=== Section Start ===

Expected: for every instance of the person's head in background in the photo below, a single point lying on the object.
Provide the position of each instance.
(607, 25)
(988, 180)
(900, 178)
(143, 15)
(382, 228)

=== Section End ===

(PROBLEM): Reproduce the records above exactly. Leave nothing out.

(SOLUTION TO THIS PROBLEM):
Expected: for every instance of the person's head in background in the photo below, a single point lying on the object.
Provide the position of each instance.
(607, 25)
(988, 180)
(900, 178)
(143, 15)
(382, 228)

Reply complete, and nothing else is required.